→ WHAT TO WORK ON
Return only this: the line with "Target: blue sky" and all the lines that follow it below, through the final one, exactly as they are.

"""

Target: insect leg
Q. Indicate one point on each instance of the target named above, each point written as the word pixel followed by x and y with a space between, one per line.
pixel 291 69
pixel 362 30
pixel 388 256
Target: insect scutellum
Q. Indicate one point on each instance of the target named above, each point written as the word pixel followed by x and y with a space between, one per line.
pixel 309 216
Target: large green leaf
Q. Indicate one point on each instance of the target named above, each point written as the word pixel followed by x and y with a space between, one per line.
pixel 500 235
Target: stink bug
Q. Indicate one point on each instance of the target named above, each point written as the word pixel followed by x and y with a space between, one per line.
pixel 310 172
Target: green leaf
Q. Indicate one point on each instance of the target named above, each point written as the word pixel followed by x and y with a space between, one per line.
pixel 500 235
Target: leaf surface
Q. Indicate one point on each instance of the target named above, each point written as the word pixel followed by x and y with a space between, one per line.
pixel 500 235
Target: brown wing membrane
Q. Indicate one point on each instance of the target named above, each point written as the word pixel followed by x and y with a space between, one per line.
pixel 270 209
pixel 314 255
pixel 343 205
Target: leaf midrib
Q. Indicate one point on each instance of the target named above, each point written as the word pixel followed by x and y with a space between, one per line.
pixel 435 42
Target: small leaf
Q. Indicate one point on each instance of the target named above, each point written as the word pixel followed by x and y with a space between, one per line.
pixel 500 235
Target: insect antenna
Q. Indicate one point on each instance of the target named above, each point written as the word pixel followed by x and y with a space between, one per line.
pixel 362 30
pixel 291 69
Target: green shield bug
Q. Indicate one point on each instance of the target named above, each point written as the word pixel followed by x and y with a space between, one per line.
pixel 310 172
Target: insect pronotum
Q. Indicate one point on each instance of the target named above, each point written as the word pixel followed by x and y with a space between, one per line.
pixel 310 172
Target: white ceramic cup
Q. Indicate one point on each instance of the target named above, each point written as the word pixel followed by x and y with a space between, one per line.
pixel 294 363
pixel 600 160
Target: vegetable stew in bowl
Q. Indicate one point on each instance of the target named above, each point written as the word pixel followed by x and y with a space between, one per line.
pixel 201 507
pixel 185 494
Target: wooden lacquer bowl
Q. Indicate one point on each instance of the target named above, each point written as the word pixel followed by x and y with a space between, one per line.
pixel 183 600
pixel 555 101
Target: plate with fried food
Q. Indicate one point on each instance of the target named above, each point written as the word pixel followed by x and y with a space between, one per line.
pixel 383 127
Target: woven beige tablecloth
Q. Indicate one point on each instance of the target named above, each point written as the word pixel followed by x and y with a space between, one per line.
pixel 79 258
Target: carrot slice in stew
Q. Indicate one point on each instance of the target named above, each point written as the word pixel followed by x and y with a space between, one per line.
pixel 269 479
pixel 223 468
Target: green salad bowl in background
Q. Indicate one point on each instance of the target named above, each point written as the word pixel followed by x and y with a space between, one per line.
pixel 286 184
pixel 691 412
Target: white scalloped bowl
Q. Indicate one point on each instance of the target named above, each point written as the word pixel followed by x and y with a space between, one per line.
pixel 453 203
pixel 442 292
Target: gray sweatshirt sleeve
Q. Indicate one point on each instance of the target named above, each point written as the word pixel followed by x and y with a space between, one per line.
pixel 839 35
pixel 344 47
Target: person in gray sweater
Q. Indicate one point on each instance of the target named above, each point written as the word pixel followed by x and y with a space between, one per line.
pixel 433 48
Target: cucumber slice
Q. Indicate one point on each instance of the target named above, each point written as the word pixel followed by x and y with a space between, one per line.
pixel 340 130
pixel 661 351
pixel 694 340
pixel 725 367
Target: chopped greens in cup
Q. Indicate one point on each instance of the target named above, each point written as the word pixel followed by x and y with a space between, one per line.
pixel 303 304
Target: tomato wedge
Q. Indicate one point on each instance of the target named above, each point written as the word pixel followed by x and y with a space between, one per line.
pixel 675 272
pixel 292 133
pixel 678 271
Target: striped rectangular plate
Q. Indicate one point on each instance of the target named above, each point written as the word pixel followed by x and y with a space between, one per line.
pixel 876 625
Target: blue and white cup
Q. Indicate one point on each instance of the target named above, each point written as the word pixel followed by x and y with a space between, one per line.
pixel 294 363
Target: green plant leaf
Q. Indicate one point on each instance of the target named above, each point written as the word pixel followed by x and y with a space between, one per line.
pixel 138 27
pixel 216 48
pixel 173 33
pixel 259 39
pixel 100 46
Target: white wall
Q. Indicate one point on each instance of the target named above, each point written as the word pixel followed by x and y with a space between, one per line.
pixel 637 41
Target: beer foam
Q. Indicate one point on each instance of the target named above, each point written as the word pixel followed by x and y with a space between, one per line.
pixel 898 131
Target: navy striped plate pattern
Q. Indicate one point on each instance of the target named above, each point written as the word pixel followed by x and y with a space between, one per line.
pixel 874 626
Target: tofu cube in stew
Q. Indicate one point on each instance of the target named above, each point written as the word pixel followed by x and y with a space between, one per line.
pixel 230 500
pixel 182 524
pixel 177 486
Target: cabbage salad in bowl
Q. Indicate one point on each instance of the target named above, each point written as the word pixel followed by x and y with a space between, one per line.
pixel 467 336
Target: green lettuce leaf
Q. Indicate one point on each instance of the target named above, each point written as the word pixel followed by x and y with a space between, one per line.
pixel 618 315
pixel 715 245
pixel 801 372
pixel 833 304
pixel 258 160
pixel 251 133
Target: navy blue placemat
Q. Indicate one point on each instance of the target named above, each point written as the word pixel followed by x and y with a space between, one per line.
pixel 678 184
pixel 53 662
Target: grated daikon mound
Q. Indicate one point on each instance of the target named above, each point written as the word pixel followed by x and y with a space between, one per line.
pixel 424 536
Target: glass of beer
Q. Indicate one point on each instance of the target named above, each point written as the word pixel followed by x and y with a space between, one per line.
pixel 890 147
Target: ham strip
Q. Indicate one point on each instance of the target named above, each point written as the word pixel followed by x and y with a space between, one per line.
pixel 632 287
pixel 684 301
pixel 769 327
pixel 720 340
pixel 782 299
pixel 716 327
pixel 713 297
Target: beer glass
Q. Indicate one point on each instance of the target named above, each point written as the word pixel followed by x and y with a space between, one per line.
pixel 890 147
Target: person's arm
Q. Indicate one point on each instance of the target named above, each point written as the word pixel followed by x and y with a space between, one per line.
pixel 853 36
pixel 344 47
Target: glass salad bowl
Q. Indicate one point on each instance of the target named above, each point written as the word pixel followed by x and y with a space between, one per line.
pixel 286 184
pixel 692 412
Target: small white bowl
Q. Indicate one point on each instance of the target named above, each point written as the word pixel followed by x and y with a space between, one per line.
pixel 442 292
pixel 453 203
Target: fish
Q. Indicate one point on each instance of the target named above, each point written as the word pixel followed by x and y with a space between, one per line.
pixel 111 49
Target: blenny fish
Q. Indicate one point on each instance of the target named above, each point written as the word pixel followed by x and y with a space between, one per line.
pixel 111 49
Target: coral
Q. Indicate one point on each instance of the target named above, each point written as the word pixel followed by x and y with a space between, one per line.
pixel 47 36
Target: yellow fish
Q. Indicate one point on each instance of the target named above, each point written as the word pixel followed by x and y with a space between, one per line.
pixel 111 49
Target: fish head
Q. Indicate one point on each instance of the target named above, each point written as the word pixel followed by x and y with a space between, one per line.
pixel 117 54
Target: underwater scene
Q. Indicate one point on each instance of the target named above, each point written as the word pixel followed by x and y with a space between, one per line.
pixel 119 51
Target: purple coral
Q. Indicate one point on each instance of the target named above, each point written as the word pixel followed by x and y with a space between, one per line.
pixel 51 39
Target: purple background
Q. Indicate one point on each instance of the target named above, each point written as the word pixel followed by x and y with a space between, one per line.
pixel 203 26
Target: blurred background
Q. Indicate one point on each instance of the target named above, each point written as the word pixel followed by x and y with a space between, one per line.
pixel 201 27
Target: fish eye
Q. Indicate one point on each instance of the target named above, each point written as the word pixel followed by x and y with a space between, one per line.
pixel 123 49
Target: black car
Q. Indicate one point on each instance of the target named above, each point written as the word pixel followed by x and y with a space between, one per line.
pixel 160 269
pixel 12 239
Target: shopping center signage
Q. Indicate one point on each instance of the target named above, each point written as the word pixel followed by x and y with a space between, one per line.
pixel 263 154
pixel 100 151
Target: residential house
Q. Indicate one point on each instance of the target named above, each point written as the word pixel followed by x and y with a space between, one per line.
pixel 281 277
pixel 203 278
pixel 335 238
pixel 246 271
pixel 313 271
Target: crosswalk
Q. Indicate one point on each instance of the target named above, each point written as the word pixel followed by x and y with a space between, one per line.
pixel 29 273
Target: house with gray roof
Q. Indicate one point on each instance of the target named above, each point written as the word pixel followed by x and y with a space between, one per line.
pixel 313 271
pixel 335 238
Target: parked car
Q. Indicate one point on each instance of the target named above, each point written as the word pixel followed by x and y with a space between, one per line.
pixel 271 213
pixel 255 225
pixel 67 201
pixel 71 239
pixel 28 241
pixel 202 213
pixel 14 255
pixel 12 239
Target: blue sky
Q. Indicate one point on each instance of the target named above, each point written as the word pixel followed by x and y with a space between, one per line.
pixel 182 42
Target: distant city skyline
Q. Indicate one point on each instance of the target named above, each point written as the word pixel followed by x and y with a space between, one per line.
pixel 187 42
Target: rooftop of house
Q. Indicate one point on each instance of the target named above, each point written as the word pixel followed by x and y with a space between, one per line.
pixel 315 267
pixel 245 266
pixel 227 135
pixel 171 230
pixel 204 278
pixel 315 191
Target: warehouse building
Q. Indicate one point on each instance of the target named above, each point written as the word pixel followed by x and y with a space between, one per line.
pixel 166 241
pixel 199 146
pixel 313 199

"""

→ ANSWER FOR THIS EXERCISE
Target: blue sky
Q. Indicate one point on each instance of the target named above, each point written as the word pixel followed by x and y with a space between, one per line.
pixel 182 42
Target: distant city skyline
Q. Indicate one point on each instance of the target named above, each point written as the word pixel followed by x and y with a space between, one per line.
pixel 187 42
Target: rooftop of house
Q. Indicate one point on each instance of the target named above, each point written as the word pixel followed by x and y with a space between, one per line.
pixel 315 267
pixel 245 266
pixel 227 135
pixel 171 230
pixel 204 278
pixel 315 191
Target: warehouse building
Q. Indicate one point on each instance of the target named above, each point written as the word pixel followed by x and y with a space between, one per line.
pixel 166 241
pixel 199 146
pixel 313 199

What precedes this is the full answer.